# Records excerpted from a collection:
----------

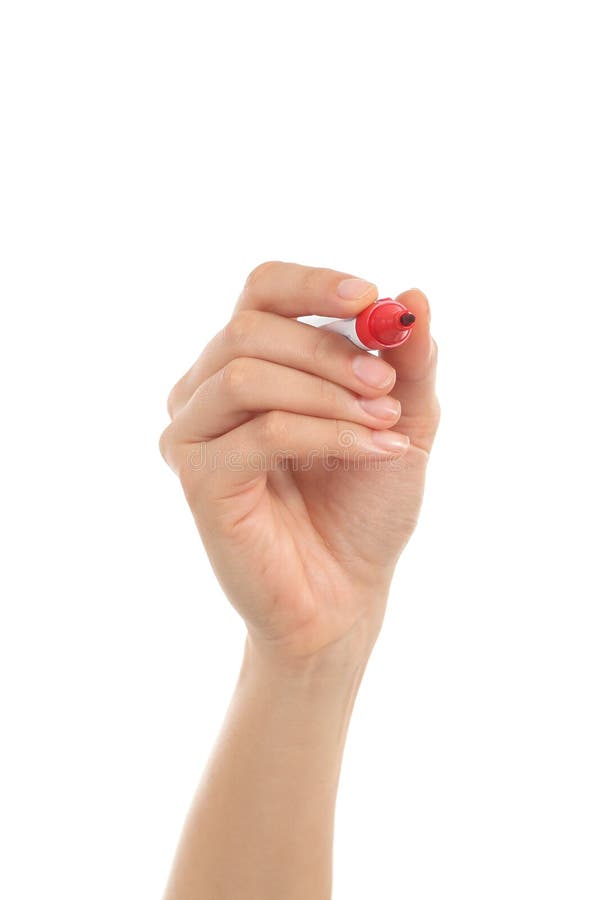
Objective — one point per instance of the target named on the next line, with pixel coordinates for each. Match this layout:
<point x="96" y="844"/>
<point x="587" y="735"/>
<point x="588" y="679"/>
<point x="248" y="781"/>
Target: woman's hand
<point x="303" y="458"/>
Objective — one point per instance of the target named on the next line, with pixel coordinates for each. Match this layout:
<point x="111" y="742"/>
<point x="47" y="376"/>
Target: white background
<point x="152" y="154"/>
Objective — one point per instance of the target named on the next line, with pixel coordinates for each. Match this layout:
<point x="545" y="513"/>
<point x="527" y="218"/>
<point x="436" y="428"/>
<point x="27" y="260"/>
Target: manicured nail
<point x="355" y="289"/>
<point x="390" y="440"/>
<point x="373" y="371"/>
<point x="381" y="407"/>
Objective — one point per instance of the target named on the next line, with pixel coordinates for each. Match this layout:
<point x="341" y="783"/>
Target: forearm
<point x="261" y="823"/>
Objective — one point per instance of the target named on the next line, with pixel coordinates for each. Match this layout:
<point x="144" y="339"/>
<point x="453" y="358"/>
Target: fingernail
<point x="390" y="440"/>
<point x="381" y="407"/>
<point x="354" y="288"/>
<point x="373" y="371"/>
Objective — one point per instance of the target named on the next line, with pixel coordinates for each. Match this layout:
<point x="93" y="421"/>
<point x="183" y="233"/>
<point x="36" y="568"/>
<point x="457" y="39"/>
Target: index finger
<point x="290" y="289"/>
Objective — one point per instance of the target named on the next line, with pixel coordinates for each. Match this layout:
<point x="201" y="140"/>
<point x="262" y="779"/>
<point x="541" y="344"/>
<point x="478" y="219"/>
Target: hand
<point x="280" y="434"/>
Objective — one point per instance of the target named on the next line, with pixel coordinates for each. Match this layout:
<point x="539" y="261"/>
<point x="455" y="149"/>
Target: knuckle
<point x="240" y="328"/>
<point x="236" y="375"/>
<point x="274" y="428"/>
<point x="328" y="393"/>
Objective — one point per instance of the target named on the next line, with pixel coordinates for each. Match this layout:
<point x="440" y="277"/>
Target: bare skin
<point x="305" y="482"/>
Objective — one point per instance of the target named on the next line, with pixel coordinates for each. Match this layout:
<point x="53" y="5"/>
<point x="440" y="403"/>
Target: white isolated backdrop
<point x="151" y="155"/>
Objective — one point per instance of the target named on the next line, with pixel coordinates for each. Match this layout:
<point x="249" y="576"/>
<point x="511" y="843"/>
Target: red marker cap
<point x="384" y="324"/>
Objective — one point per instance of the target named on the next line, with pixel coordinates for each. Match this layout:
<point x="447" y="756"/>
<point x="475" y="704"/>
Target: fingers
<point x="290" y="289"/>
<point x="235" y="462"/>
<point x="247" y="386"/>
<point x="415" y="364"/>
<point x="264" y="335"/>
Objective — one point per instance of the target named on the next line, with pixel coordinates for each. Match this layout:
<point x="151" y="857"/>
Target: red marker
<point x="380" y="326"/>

----------

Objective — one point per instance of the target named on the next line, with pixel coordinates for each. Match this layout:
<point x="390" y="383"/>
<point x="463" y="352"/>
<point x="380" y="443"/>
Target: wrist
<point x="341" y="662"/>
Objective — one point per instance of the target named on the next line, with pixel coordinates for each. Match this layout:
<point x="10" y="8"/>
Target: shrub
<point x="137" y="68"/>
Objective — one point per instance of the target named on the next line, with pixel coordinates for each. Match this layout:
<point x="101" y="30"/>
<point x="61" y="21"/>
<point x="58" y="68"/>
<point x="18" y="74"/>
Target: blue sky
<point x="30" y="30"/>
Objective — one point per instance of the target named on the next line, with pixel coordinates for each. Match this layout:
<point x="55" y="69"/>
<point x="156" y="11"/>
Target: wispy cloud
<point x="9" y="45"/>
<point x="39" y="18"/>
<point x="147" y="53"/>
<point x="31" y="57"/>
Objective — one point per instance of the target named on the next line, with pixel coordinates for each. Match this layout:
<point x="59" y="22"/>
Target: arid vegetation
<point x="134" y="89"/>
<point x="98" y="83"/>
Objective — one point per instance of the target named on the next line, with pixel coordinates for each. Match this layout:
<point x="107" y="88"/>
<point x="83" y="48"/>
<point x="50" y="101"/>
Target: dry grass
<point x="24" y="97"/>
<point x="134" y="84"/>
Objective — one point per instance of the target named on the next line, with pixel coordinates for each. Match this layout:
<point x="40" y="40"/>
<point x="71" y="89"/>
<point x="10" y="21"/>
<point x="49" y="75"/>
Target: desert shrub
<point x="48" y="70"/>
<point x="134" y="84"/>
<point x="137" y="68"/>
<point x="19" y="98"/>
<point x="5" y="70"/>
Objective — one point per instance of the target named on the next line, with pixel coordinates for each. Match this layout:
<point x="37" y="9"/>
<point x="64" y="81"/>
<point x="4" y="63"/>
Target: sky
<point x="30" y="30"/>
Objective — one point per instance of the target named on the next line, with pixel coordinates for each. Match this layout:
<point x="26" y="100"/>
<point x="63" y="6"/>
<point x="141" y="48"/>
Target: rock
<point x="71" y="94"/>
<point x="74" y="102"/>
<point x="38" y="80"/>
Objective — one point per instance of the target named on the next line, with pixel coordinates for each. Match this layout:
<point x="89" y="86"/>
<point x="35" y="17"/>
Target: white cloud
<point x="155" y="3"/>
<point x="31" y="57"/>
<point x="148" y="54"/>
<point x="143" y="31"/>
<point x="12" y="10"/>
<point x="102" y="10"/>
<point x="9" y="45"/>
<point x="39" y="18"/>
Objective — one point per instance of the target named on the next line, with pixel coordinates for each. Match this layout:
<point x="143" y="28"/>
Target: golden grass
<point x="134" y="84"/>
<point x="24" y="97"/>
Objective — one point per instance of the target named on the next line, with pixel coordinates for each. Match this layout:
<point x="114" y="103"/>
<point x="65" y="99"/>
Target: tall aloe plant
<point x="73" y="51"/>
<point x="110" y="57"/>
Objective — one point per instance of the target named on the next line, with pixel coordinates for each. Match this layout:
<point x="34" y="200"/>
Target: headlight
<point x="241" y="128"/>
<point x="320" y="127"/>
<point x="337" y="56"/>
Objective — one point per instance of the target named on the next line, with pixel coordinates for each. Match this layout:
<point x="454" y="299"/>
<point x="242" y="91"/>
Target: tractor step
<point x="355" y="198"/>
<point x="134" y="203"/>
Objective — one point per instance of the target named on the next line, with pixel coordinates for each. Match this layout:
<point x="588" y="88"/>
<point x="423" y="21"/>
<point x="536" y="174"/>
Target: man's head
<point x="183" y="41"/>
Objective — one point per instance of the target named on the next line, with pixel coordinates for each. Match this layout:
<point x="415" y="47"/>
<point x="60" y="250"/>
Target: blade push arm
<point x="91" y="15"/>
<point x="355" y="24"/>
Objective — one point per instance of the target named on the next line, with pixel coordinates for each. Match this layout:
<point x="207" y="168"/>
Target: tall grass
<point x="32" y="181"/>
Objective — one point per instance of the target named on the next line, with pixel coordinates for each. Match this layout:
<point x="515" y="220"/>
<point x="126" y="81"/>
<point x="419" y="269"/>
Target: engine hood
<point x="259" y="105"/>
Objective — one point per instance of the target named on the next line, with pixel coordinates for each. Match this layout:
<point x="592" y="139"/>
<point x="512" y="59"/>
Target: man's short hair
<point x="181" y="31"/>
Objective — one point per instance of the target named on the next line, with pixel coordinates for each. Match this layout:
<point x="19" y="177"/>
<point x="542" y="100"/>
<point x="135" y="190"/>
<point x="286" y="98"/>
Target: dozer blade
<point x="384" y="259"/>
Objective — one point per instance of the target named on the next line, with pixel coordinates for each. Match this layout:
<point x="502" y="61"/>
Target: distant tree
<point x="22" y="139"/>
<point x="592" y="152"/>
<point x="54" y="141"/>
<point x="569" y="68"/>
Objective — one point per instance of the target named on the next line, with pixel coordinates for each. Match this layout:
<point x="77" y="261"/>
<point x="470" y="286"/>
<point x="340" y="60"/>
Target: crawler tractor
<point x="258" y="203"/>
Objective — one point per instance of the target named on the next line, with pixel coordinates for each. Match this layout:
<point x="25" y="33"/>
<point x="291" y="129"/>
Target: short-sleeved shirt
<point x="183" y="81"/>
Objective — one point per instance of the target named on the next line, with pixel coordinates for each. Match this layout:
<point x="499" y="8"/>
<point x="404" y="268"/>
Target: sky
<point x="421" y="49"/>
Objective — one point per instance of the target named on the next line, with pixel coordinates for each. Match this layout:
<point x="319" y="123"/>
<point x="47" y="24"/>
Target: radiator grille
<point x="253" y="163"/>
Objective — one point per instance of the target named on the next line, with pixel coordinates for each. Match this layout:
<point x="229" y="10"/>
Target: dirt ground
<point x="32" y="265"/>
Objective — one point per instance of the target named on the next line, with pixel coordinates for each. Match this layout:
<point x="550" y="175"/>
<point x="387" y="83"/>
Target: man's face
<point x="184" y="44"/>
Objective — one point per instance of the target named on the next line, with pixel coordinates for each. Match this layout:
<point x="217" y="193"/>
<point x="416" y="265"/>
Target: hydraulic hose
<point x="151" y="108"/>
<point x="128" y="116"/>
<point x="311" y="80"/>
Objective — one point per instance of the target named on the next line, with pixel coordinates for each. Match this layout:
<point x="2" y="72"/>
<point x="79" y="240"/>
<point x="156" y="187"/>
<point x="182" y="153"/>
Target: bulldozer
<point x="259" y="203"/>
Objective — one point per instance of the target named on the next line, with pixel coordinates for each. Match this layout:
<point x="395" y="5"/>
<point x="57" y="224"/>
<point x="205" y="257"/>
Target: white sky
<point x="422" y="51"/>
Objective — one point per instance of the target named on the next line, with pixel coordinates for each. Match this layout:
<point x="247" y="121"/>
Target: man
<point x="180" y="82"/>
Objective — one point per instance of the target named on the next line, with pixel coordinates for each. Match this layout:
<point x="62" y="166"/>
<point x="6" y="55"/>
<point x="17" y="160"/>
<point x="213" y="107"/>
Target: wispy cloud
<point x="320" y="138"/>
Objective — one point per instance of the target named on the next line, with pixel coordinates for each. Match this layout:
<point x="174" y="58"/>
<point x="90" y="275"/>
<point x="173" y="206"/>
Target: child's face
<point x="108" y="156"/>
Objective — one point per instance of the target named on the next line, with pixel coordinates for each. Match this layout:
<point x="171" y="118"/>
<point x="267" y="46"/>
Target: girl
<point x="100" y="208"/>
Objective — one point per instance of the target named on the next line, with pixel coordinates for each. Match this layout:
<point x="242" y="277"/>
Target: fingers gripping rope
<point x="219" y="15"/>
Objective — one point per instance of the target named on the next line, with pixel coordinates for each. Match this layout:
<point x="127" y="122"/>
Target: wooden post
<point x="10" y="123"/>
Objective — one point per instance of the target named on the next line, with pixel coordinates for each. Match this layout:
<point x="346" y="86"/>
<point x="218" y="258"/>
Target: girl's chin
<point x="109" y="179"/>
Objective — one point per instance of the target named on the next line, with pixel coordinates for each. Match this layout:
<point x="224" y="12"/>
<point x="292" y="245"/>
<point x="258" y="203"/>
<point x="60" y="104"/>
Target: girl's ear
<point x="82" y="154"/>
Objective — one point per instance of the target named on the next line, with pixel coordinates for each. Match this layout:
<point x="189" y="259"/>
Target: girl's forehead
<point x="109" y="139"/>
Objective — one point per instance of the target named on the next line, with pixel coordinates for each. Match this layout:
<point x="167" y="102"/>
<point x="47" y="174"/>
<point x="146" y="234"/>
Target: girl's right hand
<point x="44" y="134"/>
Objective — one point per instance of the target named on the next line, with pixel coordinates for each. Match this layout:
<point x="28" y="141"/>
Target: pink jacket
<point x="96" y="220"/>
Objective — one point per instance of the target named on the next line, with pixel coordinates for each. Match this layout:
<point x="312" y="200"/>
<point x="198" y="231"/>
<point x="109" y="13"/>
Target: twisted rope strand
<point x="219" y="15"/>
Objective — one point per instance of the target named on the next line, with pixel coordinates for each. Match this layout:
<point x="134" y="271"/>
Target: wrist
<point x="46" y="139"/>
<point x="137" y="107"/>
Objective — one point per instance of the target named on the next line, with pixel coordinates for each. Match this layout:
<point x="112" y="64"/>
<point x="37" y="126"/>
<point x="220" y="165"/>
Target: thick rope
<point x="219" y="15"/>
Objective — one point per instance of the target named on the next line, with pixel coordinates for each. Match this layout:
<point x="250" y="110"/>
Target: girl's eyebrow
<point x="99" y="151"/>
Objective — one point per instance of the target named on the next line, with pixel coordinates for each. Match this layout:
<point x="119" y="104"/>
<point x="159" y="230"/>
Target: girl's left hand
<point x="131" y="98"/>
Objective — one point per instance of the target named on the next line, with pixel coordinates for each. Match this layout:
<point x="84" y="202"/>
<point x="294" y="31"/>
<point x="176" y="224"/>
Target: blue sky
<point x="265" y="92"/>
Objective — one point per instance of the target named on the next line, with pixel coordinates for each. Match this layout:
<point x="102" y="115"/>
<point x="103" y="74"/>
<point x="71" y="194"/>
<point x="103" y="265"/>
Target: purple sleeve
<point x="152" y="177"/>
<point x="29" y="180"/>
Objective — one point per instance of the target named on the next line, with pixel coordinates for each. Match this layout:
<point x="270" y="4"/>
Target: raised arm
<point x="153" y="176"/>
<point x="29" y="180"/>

----------

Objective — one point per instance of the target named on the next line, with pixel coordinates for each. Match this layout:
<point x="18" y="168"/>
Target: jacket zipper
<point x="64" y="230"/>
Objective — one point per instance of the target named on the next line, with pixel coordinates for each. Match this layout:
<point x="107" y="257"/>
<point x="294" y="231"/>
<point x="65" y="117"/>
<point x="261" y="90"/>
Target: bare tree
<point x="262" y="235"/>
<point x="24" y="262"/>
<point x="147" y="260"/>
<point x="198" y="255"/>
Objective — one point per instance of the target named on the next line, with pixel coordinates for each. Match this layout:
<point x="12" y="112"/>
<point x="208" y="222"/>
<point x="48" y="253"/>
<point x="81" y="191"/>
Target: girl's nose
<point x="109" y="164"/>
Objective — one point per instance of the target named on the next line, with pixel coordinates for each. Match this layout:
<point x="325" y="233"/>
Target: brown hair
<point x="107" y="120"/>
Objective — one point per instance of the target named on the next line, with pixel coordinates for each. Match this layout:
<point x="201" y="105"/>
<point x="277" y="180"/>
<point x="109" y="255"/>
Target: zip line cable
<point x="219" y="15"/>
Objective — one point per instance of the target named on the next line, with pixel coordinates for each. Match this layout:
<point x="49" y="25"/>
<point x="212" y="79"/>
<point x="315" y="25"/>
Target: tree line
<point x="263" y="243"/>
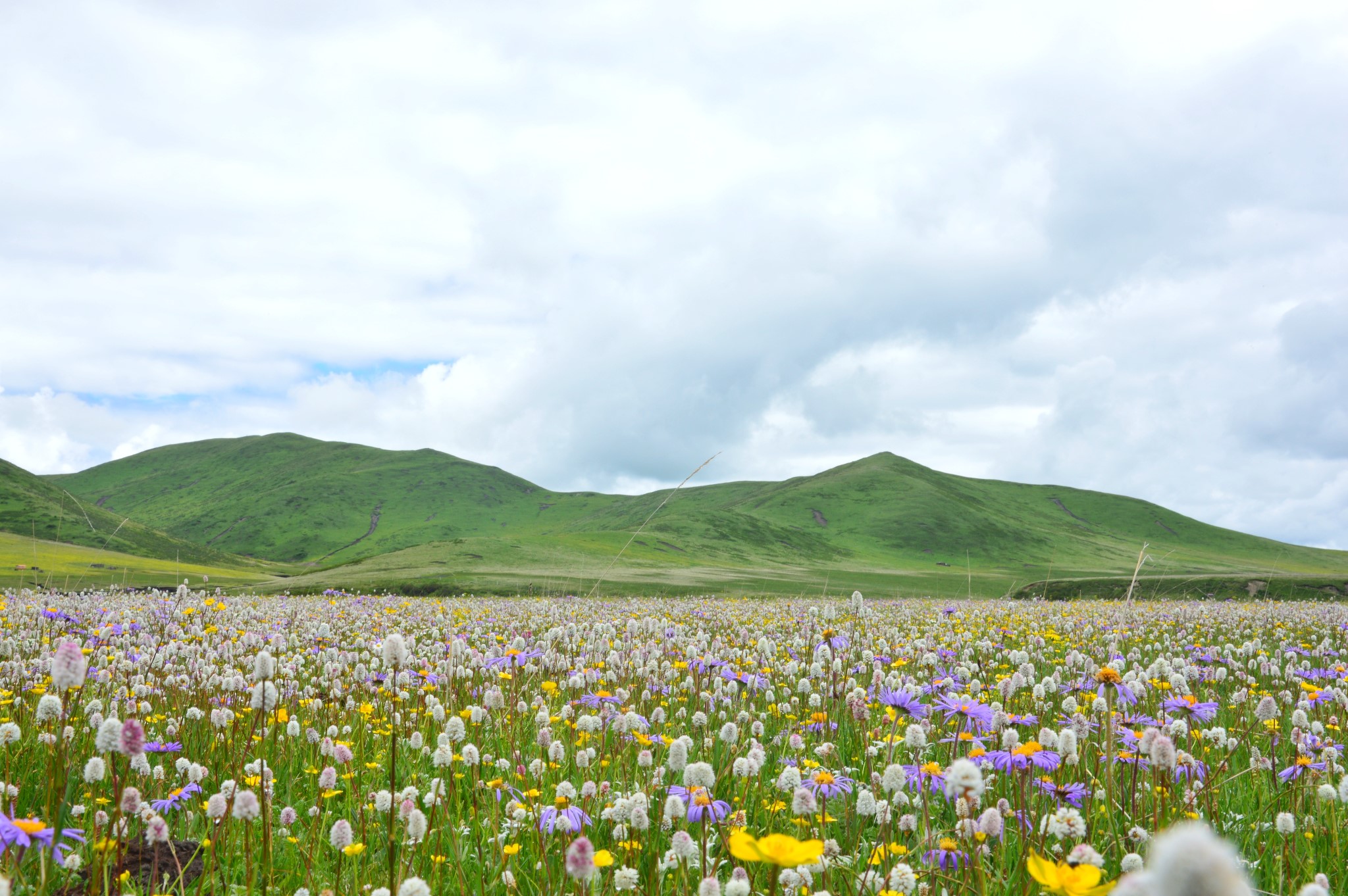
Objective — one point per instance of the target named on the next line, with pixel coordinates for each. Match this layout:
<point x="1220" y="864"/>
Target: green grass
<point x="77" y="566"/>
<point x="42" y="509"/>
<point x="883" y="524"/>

----------

# Goal:
Extract every line of the records above that contains the string "girl", treating uppercase and lowercase as distinct.

# Exercise answer:
Target: girl
Target: girl's chin
Target: girl's ear
Target: girl's forehead
Target: girl's right hand
Target: girl's eyebrow
Target: girl's left hand
Target: girl's nose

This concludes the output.